PROBLEM REQUIREMENTS – Write out each of the following lines word for word.

## Begin

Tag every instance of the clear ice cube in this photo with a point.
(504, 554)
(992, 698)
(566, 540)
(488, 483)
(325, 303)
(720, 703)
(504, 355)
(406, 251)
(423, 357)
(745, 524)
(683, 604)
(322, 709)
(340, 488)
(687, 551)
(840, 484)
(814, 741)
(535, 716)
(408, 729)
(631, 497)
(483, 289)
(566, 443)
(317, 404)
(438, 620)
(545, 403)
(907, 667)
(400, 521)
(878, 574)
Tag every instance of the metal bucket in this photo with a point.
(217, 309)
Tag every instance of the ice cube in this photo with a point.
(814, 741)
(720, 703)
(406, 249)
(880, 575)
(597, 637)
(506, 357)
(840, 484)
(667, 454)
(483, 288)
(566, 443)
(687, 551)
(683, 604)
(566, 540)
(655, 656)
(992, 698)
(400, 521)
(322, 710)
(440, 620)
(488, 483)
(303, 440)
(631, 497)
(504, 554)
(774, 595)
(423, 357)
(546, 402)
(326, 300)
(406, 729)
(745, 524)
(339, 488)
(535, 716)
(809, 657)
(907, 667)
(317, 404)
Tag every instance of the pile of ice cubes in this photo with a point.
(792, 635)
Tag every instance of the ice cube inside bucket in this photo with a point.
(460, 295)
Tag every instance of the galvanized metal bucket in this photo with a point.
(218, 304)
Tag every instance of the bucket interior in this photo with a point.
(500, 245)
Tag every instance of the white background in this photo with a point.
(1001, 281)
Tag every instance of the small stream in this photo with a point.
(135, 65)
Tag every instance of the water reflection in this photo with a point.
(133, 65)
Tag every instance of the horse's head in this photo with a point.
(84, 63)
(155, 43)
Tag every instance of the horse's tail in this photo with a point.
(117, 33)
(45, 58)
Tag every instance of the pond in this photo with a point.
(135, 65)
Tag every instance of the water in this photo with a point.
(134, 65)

## End

SOLUTION TO THE PROBLEM –
Tag every instance of the clear ice cube in this photo with a point.
(504, 554)
(992, 698)
(566, 540)
(488, 483)
(325, 303)
(720, 703)
(504, 355)
(406, 251)
(423, 357)
(745, 524)
(683, 604)
(322, 709)
(340, 488)
(687, 551)
(840, 484)
(814, 741)
(535, 716)
(408, 729)
(631, 497)
(483, 289)
(566, 443)
(317, 404)
(438, 620)
(545, 403)
(907, 667)
(400, 521)
(878, 574)
Tag every instance of the metal bucket in this photo with a point.
(217, 309)
Tag every instance of the ice cube in this photo with a point.
(814, 741)
(720, 703)
(406, 249)
(880, 575)
(597, 637)
(506, 357)
(840, 484)
(667, 454)
(483, 288)
(566, 443)
(687, 551)
(683, 604)
(566, 540)
(655, 656)
(992, 698)
(400, 521)
(322, 710)
(440, 620)
(488, 483)
(303, 440)
(631, 497)
(504, 554)
(774, 595)
(423, 357)
(546, 402)
(326, 300)
(406, 729)
(745, 524)
(339, 488)
(535, 716)
(809, 657)
(907, 667)
(317, 404)
Tag every instance of the pile of ice cubes in this photo with a point.
(792, 635)
Tag every instance of the ice cube inside bucket in this photo with a point.
(460, 295)
Tag every instance of the galvanized metal bucket in this photo with a point.
(218, 304)
Tag every instance of the bucket interior in this photo with a point.
(500, 245)
Tag every instance of the white background in this photo with a point.
(1001, 281)
Tag every instance of the small stream in this photo with a point.
(135, 65)
Tag every instance of the water reflection in this photo with a point.
(133, 65)
Tag every instance of the horse's head in this photo with a point.
(84, 63)
(155, 43)
Tag every instance of the horse's tail in this photo with a point.
(117, 33)
(45, 58)
Tag every instance of the pond in this photo with a point.
(135, 65)
Tag every instance of the water in this photo with a point.
(134, 65)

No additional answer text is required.